_THINGS TO DO_.
1. In the essay on climate inaction, condense the paragraph beginning "At all levels of society" into a shorter version or a list that keeps its main facts.
2. Pick up the essay on climate inaction after its last sentence and continue it.

_PROVIDED PASSAGE_.
---
So now that the 7 billion humans on the planet have shared the passing of this milestone, how have we acknowledged it?

My own sense is in the same way humanity has responded as it has to date: in denial; indifference; the blaming of others and the pointing of fingers; ineffective and halfhearted attempts at solutions; inaction. 

George Monbiot  of The Guardian argues the only way to reduce the concentration of greenhouse gases in the atmosphere is to completely overhaul politics: “This new climate milestone reflects a profound failure of politics, in which democracy has quietly been supplanted by plutocracy. Without a widespread reform of campaign finance, lobbying and influence-peddling and the systematic corruption they promote, our chances of preventing climate breakdown are close to zero.”

Monbiot wishes to lay the full blame the fossil-fuel industry for funding disinformation and corrupting the political system.

There is some truth to this, however I judge the success of such a campaign less likely than halting (let alone reducing) the rising concentration of CO2 in the atmosphere.

We face political gridlock on such comparably simpler issues like tax reform or funding services for the disabled.

The probability of a root-and-branch renewal of politics as we know it seems unlikely – at least in the time frames required to bring down emissions within the next half decade.

On not wanting to know

Despite sharing some of the sentiments expressed by Monbiot, I’ve long argued we need to take a much more nuanced view on the causes of inaction.

Kari Marie Norgaard in her groundbreaking work of anthropology Living in Denial suggests it is the social organisation of denial to which we can attribute humanities failure.

At all levels of society – from the individual to the level of national politics – we are all engaged in the activity of denial.  We enforce silence on the climate issue within own minds, in our conversations with loved ones and neighbors and within the workplace and the political sphere. The problem – Norgaard suggests – is not that of a lack of information or the malign influence of the fossil fuel industry.
---
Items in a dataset

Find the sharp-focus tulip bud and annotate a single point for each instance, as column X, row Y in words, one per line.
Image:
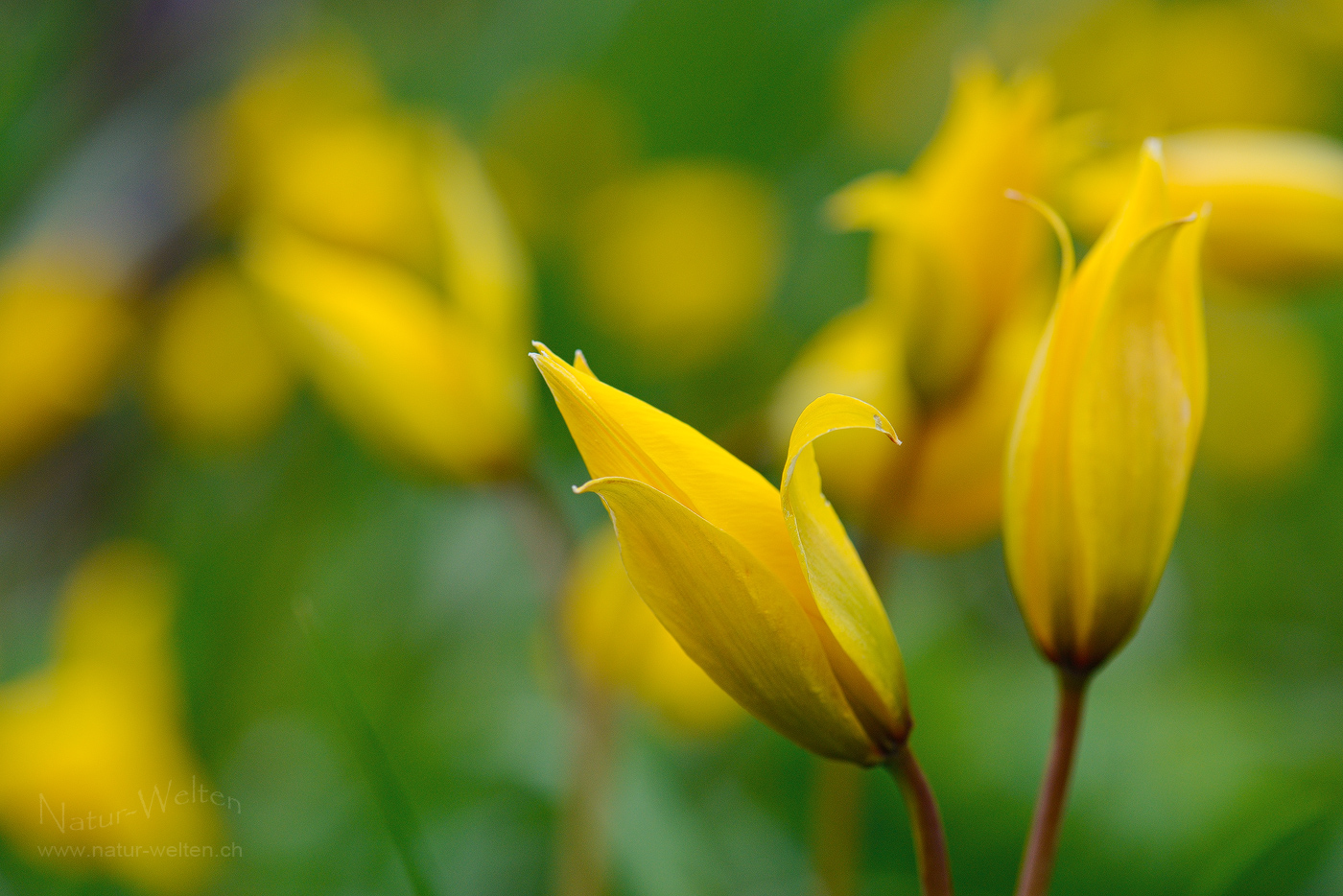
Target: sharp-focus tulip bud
column 62, row 331
column 1105, row 433
column 432, row 375
column 1278, row 199
column 219, row 376
column 761, row 586
column 618, row 644
column 91, row 750
column 956, row 301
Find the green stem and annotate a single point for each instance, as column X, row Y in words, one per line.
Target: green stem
column 924, row 822
column 1037, row 865
column 580, row 848
column 836, row 825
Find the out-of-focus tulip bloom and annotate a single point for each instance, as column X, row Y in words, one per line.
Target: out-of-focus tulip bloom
column 91, row 754
column 1278, row 199
column 423, row 366
column 62, row 331
column 762, row 587
column 680, row 258
column 1266, row 392
column 392, row 358
column 286, row 94
column 620, row 645
column 955, row 306
column 1161, row 67
column 219, row 378
column 1105, row 434
column 355, row 180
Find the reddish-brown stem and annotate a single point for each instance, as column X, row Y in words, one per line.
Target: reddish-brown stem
column 1038, row 862
column 924, row 821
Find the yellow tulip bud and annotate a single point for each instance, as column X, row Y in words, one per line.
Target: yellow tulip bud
column 762, row 587
column 678, row 259
column 955, row 308
column 219, row 378
column 62, row 331
column 91, row 752
column 1278, row 199
column 358, row 180
column 618, row 644
column 1105, row 433
column 950, row 257
column 433, row 379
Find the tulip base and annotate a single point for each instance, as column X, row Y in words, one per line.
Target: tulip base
column 1037, row 865
column 924, row 822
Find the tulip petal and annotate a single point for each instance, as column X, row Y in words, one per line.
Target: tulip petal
column 412, row 375
column 1135, row 427
column 748, row 633
column 954, row 496
column 621, row 436
column 869, row 667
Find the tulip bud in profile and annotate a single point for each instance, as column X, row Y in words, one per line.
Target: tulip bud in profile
column 761, row 586
column 1105, row 433
column 957, row 285
column 618, row 644
column 1278, row 199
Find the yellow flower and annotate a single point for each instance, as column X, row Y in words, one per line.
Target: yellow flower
column 955, row 305
column 1266, row 392
column 1105, row 432
column 356, row 180
column 426, row 369
column 91, row 752
column 618, row 644
column 1278, row 199
column 62, row 332
column 218, row 375
column 1159, row 67
column 761, row 587
column 680, row 258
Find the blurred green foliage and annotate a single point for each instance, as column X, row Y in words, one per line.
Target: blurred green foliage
column 1213, row 758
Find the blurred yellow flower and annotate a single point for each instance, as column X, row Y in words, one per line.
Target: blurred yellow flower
column 412, row 373
column 218, row 375
column 956, row 293
column 618, row 644
column 356, row 180
column 677, row 259
column 62, row 332
column 1278, row 199
column 759, row 586
column 1159, row 67
column 1266, row 392
column 1107, row 429
column 286, row 93
column 91, row 754
column 386, row 265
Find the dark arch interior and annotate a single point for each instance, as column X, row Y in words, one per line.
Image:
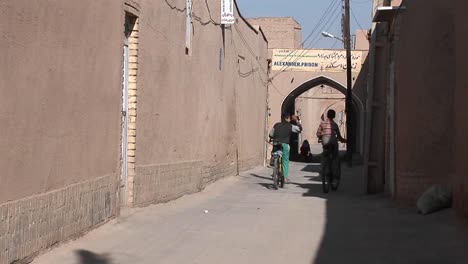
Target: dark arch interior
column 289, row 107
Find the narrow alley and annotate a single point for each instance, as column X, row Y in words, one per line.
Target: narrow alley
column 247, row 222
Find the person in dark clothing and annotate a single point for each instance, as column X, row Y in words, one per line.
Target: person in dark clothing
column 294, row 154
column 306, row 155
column 281, row 134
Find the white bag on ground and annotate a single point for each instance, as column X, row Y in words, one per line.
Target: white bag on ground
column 436, row 198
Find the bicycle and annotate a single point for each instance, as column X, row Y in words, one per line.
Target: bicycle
column 330, row 177
column 278, row 175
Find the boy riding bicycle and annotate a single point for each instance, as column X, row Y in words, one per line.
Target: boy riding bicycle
column 281, row 134
column 329, row 134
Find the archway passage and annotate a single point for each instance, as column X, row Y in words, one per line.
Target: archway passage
column 356, row 117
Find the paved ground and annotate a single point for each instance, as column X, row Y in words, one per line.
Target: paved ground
column 249, row 223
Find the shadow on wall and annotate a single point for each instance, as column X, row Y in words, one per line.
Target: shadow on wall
column 371, row 229
column 88, row 257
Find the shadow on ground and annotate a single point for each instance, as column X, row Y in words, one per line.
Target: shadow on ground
column 372, row 229
column 88, row 257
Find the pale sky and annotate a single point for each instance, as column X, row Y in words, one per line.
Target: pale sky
column 308, row 13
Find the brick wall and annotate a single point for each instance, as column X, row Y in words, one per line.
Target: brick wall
column 132, row 110
column 165, row 182
column 30, row 225
column 162, row 183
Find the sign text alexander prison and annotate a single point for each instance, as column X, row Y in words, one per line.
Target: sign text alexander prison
column 315, row 60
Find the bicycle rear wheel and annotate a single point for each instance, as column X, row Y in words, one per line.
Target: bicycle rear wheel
column 326, row 174
column 326, row 183
column 335, row 183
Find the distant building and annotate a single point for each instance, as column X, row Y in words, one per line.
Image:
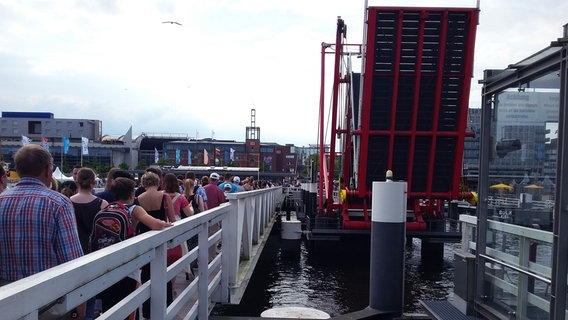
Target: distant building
column 106, row 151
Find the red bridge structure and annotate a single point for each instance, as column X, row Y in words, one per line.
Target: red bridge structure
column 406, row 112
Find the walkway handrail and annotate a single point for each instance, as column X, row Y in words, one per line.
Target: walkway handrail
column 508, row 261
column 245, row 220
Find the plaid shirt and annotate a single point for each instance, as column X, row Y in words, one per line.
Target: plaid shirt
column 37, row 230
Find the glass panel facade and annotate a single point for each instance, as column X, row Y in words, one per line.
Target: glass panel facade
---
_PER-TASK ANSWERS_.
1.
- Everyone, from individuals up to national politics, takes part in denial.
- Silence on climate is kept in our own minds, with loved ones and neighbors, at work, and in politics.
- Norgaard says the problem is neither a lack of information nor the fossil fuel industry's malign influence.

2.
Simply put that vast majority of us do not want to know.

However both Monbiot and Norgaard are right: we cannot attribute this failure to a single cause.

And so between the Scylla and Charybdis of an indifferent populace and a political system inadequate to the task, what our humanities options?

“Daddy, why is the sky white?”

The once fringe science of geoengineering is now being entertained.

It is as the term implies: the deliberate act of engineering the climate. One approach is to look how we can draw down carbon from the atmosphere.

Another suggestion is shooting sulfate aerosols into the atmosphere, thus giving it greater reflective properties. It would reduce incoming solar radiation and thus keep temperatures down.

Paul J. Crutzen, the chemist who gave us the term Anthropocene, recently suggested in a paper we should at least begin looking into such options but he also notes the risks:

 Anthropogenic stratospheric aerosol injection would cool the planet, stop the melting of sea ice and land-based glaciers, slow sea level rise, and increase the terrestrial carbon sink, but produce regional drought, ozone depletion, less sunlight for solar power, and make skies less blue. Furthermore it would hamper Earth-based optical astronomy, do nothing to stop ocean acidification, and present many ethical and moral issues. Further work is needed to quantify many of these factors to allow informed decision-making.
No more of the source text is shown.